◆ Task goal ◆
Write out, word for word, the stretch of entries from the line containing "Practice. Locate the green curtain" through the end of the entries, including both ends.

## start Records for the task

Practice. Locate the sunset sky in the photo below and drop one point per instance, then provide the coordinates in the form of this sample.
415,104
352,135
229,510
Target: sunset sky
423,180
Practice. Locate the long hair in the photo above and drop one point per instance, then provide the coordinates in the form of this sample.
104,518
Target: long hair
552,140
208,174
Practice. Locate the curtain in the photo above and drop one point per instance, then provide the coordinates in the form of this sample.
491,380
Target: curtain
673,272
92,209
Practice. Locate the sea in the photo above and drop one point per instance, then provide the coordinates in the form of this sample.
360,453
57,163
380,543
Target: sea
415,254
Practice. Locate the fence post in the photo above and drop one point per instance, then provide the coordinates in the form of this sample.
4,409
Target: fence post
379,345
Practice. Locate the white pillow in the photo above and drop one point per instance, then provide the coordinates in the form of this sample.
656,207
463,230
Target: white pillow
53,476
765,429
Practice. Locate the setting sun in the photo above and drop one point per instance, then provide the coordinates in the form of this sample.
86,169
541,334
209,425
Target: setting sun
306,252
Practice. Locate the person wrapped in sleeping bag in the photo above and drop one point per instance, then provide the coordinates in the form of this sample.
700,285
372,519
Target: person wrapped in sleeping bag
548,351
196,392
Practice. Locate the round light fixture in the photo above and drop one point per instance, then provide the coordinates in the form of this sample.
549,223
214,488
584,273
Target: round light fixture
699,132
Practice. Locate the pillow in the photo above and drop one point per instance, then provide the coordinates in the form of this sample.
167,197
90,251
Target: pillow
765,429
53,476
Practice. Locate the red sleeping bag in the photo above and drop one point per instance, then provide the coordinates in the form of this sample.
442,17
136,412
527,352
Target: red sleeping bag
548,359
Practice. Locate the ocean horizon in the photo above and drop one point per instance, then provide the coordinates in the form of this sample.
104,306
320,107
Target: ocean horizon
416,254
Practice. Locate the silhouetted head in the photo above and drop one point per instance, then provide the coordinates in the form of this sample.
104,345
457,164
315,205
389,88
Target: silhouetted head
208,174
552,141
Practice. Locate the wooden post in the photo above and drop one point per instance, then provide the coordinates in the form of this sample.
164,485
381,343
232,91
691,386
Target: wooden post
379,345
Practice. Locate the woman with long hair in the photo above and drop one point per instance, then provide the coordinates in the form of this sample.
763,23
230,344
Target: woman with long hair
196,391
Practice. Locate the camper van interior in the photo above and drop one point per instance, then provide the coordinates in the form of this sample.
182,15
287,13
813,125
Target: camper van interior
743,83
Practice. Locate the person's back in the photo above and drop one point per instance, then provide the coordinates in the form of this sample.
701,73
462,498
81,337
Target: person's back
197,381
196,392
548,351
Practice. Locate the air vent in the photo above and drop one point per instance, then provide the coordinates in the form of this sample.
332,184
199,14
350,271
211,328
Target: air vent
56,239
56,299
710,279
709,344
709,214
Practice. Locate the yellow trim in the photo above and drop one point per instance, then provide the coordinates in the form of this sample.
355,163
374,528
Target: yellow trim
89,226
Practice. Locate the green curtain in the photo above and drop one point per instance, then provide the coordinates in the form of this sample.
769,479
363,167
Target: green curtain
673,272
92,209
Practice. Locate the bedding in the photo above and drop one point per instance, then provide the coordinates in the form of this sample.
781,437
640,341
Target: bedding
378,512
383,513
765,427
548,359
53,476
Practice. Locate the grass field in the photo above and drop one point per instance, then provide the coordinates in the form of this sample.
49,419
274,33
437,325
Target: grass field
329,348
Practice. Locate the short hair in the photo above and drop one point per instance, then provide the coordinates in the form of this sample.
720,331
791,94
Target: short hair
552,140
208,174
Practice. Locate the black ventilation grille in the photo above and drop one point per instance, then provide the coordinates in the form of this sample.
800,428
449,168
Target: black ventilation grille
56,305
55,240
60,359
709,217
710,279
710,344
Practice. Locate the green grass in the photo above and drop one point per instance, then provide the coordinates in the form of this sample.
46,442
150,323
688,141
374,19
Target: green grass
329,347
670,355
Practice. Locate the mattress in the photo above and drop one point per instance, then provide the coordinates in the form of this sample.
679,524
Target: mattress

## end Records for the task

◆ Solution for this problem ◆
Practice. Locate the green curtain in the photo above and drop one point per instance, then provide the coordinates in the form of this sample.
769,479
363,167
Target: green curtain
673,272
92,209
Practice. Locate the bedding in the photo above and drop one point per instance, then provide the coordinates in the form of this sample.
781,437
640,341
Target: bedding
378,512
383,513
765,427
548,359
53,476
Practice. Locate the grass field in the photo above and drop one point per instance, then provide the coordinates in the form of this sample.
49,419
274,33
437,325
Target: grass field
329,348
Practice. Locate the short hair in the photo above and drop one point per instance, then provide the coordinates in the form of this sample.
720,331
791,94
Target: short hair
552,140
208,174
Practice. Locate the black ventilation grille in the photo above and drop one point per instance, then provide the coordinates in the form of this sample.
800,428
449,168
Target: black ventilation grille
56,305
55,240
60,359
709,217
710,279
710,344
Practice. Locate the green grass in the photo above and drop one point per instance, then provide the coordinates in the form of this sample.
46,442
150,323
688,141
374,19
Target: green grass
329,347
670,355
Practice. Locate the mattress in the photo above and drop one point per instance, then provide the coordinates in the form of this sample.
679,524
Target: mattress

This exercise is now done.